> Directive:
Output as a JSON list of strings every line of the records between the line holding "Can you find the horse?" and the line holding "x=111, y=412", inclusive, one string per line with blank lines left out.

> Recorded information:
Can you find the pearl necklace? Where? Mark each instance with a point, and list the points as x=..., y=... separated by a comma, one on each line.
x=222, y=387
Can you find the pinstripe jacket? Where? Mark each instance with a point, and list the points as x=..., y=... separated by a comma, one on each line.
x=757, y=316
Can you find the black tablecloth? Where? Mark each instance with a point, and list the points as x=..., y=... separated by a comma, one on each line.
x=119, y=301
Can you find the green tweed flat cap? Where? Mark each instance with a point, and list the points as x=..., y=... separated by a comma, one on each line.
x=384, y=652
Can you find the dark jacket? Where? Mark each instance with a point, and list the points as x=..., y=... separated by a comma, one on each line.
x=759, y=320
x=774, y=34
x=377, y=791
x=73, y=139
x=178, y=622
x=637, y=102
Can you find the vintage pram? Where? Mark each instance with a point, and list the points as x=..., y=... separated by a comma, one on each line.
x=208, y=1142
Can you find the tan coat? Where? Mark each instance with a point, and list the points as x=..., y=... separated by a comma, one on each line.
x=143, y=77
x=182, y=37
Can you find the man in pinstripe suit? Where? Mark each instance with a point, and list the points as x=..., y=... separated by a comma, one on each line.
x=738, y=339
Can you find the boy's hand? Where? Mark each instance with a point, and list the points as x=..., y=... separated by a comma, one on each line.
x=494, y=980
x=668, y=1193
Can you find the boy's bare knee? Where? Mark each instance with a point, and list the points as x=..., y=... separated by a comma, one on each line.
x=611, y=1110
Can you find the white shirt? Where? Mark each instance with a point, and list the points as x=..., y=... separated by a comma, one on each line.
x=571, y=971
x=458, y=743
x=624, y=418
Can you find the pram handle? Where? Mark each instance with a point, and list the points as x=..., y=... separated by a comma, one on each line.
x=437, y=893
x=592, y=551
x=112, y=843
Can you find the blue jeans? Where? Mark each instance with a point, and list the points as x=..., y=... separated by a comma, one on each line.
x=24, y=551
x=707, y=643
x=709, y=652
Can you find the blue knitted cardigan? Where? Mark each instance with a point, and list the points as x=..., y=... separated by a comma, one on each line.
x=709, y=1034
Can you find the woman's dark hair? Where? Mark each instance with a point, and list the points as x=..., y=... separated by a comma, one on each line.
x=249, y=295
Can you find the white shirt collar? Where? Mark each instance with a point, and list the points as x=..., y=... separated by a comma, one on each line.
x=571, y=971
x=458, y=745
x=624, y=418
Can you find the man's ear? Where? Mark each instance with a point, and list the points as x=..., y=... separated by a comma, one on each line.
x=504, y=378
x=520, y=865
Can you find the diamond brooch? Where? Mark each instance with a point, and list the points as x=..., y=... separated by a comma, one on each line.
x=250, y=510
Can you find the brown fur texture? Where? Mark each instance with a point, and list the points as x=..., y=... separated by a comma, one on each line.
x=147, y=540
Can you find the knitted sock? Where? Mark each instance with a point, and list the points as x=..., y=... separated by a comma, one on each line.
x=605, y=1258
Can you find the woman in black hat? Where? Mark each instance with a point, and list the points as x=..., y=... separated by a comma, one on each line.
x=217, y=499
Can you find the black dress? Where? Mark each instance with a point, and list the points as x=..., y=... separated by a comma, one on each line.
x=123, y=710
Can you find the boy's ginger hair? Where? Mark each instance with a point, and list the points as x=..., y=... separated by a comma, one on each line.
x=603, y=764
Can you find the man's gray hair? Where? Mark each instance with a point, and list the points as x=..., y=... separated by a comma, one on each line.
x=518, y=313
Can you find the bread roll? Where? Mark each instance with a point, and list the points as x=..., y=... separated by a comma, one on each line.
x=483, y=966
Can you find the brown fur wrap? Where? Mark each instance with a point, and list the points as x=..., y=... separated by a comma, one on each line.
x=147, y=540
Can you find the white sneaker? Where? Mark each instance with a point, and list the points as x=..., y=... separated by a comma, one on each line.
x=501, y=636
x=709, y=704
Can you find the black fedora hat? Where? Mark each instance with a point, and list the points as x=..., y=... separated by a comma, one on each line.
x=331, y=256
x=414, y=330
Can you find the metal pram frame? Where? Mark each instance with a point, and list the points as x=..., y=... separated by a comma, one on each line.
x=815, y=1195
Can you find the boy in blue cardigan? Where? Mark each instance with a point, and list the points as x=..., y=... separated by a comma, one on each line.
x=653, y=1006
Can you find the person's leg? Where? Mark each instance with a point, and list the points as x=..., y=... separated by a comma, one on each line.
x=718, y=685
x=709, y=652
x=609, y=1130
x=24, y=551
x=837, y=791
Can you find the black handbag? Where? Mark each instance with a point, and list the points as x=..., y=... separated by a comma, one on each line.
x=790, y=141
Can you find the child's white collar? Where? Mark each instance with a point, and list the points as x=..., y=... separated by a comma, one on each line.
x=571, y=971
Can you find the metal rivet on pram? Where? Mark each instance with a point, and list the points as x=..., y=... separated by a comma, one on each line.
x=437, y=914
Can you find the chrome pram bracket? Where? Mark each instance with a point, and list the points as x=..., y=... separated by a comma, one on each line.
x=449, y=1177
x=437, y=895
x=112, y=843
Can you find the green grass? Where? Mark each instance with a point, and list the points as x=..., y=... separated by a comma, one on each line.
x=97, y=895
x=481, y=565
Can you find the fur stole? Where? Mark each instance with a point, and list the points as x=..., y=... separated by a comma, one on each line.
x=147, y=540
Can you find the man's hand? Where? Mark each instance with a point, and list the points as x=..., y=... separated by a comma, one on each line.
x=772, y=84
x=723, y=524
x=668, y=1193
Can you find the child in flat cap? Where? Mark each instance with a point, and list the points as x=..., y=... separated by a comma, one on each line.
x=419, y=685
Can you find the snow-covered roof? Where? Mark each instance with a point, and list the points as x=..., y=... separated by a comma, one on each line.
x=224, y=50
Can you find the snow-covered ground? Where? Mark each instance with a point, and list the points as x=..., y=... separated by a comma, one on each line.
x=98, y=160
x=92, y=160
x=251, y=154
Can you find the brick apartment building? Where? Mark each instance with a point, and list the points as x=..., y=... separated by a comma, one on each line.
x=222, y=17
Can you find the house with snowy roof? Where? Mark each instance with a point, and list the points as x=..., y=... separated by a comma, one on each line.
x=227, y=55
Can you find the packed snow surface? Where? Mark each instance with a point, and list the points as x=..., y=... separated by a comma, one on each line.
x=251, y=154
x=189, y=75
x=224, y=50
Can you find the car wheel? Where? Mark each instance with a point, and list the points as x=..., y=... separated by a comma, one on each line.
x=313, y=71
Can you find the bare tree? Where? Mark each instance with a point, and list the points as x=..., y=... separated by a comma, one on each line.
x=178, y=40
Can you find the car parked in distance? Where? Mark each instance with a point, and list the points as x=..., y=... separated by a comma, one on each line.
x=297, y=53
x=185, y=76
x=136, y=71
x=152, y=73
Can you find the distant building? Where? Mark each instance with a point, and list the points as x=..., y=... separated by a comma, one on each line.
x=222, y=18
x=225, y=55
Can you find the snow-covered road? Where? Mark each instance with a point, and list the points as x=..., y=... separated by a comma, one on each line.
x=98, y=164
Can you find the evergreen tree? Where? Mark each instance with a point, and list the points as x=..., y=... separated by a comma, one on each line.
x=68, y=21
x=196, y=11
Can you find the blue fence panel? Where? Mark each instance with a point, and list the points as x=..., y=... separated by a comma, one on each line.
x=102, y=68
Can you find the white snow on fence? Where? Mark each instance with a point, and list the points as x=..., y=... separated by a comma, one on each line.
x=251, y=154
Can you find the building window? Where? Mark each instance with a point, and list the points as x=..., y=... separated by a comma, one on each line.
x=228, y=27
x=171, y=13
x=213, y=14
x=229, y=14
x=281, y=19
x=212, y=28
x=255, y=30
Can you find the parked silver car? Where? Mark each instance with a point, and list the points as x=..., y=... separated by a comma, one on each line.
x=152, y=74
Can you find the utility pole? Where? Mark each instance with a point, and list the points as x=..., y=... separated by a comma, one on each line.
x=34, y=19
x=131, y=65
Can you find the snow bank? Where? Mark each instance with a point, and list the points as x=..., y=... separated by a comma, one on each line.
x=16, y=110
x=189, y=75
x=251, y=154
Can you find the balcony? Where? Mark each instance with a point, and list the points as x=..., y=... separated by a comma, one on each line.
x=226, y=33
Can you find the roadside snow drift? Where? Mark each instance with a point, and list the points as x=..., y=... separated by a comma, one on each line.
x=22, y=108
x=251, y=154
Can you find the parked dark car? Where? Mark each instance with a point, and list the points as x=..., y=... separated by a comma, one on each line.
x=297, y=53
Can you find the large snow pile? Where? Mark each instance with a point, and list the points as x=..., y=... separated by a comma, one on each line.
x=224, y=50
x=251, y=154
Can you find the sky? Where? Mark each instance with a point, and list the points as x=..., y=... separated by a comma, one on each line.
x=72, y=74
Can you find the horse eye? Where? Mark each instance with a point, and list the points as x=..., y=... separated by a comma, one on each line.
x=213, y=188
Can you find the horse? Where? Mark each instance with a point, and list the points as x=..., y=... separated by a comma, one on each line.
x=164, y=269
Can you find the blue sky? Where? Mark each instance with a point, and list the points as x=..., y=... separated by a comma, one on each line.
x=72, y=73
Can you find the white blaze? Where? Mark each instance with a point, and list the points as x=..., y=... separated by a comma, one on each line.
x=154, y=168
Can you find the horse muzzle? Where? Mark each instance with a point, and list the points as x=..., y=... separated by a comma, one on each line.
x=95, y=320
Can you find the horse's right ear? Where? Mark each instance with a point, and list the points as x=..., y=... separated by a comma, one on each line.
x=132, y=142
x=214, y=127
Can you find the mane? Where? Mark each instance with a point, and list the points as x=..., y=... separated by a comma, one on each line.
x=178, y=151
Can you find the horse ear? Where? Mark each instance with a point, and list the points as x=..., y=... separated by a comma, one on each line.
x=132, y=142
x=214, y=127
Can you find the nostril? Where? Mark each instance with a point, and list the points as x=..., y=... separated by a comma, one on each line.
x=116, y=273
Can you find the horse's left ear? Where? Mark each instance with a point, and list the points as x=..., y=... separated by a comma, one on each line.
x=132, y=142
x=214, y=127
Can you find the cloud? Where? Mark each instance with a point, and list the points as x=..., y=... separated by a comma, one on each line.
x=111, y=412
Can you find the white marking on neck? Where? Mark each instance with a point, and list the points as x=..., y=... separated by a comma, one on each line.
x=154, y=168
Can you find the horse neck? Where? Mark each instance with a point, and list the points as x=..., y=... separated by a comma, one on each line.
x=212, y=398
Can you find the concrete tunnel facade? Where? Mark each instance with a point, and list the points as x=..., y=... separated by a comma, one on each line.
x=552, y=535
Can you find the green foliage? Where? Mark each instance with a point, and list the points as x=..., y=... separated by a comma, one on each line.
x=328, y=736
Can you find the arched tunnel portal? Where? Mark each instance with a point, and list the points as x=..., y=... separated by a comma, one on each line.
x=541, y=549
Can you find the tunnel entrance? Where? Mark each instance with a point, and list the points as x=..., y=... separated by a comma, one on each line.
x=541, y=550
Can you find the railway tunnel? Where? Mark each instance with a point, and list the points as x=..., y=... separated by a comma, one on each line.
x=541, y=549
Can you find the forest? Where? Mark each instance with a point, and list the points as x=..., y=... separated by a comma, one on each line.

> Result below:
[
  "Can you find the horse? Where? Mark each instance with a point, and list the points as x=..., y=... separated by a comma, one on each line.",
  "x=164, y=269",
  "Can you find the blue sky? Where? Mark each instance with a point, and list the points as x=..., y=... separated by a comma, one on each line.",
  "x=72, y=73",
  "Can you find the white blaze? Where? Mark each instance with a point, and list the points as x=..., y=... separated by a comma, one on each line.",
  "x=154, y=168",
  "Can you find the horse muzzle? Where? Mark each instance with a point, and list the points as x=..., y=... separated by a comma, one on each line.",
  "x=95, y=320",
  "Can you find the horse's right ear? Where? Mark each instance with a point, and list the points as x=..., y=... separated by a comma, one on each line.",
  "x=132, y=142",
  "x=214, y=127",
  "Can you find the mane? Where? Mark each instance with a point, and list the points as x=..., y=... separated by a comma, one on each line.",
  "x=178, y=151",
  "Can you find the horse ear? Where? Mark each instance with a point, and list the points as x=..., y=... separated by a comma, one on each line.",
  "x=132, y=142",
  "x=214, y=127",
  "Can you find the nostril? Where? Mark each instance with a point, and list the points as x=..., y=... separated by a comma, one on each line.",
  "x=116, y=273",
  "Can you find the horse's left ear? Where? Mark each instance with a point, and list the points as x=..., y=... separated by a comma, one on each line.",
  "x=132, y=142",
  "x=214, y=127",
  "Can you find the cloud? Where? Mark each instance with a point, and list the points as x=..., y=... separated by a comma, one on each line.",
  "x=111, y=412"
]